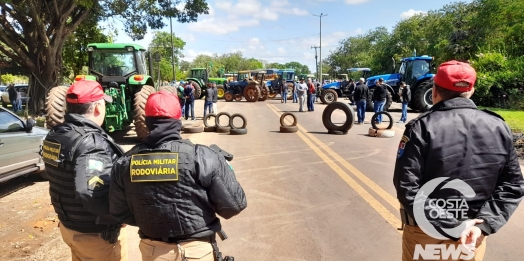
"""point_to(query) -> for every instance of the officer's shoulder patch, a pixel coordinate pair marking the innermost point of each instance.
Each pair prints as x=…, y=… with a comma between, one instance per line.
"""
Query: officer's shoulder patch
x=402, y=146
x=154, y=167
x=51, y=152
x=95, y=182
x=493, y=114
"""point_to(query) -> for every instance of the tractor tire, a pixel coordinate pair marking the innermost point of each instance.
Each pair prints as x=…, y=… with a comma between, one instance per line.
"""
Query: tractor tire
x=422, y=97
x=288, y=129
x=169, y=89
x=251, y=92
x=244, y=121
x=389, y=100
x=290, y=87
x=238, y=131
x=220, y=129
x=348, y=110
x=328, y=96
x=198, y=90
x=221, y=91
x=369, y=102
x=384, y=113
x=381, y=133
x=228, y=97
x=264, y=92
x=210, y=129
x=206, y=119
x=283, y=116
x=217, y=119
x=139, y=111
x=55, y=104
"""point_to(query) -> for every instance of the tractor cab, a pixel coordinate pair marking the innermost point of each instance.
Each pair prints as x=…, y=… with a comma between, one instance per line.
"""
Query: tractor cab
x=199, y=73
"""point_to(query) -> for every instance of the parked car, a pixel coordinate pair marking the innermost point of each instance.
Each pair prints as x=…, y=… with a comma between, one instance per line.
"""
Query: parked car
x=20, y=146
x=21, y=88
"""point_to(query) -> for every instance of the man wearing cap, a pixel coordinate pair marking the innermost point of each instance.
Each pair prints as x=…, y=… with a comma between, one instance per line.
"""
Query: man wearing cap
x=455, y=141
x=172, y=189
x=78, y=157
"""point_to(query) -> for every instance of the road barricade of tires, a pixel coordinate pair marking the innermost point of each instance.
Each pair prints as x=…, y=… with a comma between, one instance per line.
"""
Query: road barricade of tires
x=336, y=129
x=285, y=128
x=375, y=131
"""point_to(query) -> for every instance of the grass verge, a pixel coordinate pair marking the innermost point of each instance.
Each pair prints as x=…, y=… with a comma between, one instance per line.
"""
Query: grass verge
x=514, y=118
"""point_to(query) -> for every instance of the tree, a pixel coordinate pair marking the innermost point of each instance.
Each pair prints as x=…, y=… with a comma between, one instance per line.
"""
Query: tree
x=161, y=43
x=34, y=31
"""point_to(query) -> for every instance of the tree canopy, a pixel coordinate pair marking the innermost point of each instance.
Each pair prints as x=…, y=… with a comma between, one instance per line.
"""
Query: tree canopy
x=34, y=31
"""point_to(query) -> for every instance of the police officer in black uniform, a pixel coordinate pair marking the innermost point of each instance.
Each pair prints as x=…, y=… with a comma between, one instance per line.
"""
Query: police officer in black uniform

________

DESCRIPTION OF THE TASK: Copy all of the records above character for character, but leave out the pictures.

SOLUTION BELOW:
"""point_to(query) -> for every instance of the officer's shoulder patch, a pixel coordinate pair marking the innermost point of each instance.
Each pair prints as x=…, y=… with a comma between, one instance per line.
"""
Query: officer's shoulder patch
x=402, y=146
x=154, y=167
x=51, y=152
x=95, y=182
x=493, y=114
"""point_to(query) -> for every instance of the tractor tire, a pixel coordinate pair marking the innermost point of each instance.
Each pair prints as x=…, y=… with a comma between, one instance per line.
"""
Query: tractor tire
x=422, y=97
x=288, y=129
x=169, y=89
x=251, y=92
x=244, y=121
x=389, y=100
x=290, y=87
x=238, y=131
x=220, y=129
x=348, y=110
x=328, y=96
x=198, y=90
x=221, y=91
x=369, y=102
x=384, y=113
x=381, y=133
x=228, y=97
x=264, y=92
x=210, y=129
x=206, y=119
x=283, y=116
x=217, y=119
x=139, y=111
x=55, y=104
"""point_to(query) -> for every instance of the tractor cab, a pixel coordinate pair marking the innermost point of each instance.
Each pair prints as x=…, y=… with a comma between, one instance per line.
"""
Query: tractor cab
x=199, y=73
"""point_to(query) -> for every instance of the parked car, a pixel coordinate pair marking the innermost point of each instance.
Each pair prints as x=…, y=… with a comma between, one instance per line.
"""
Query: parked car
x=20, y=146
x=21, y=88
"""point_to(query) -> for every instance of the man wearing cap, a pixel coordinate pair marking the innermost point of each instance.
Each pair prints as x=…, y=… with a comma between, one instance per line.
"""
Query: man wearing cap
x=455, y=141
x=172, y=189
x=78, y=157
"""point_to(query) -> for every instance of the road barricade of tires, a pixel coordinate pair marking the innermost point of each instance.
Each pair prints as x=…, y=… with a comma between, one instance per line.
"""
Query: road barricade of tires
x=336, y=129
x=285, y=128
x=375, y=131
"""point_to(query) -> for every instance of the grass verge, a pixel coordinate pair marking the innermost point of each instance.
Each pair prints as x=…, y=… with a comma between, one instance per line.
"""
Query: grass verge
x=514, y=118
"""point_to(query) -> for every instance of the tree, a pixel coordinate pair marking the innermost point of each instance.
Each pair prints as x=…, y=… with a comma between, one instance per line.
"""
Query: tree
x=161, y=43
x=34, y=31
"""point_to(query) -> for every instance of the tree canopy, a pixel coordinate pair marking the innermost point of each instance.
Each pair prints as x=…, y=… with a comma between, one instance per line.
"""
Query: tree canopy
x=34, y=31
"""point_to(query) -> for every instance of the police officer in black uniform, a pixel coordinate pair marking the innermost point of each instance.
Each pair prints as x=…, y=… with a comma between, one instance per line.
"""
Query: police officer in black uniform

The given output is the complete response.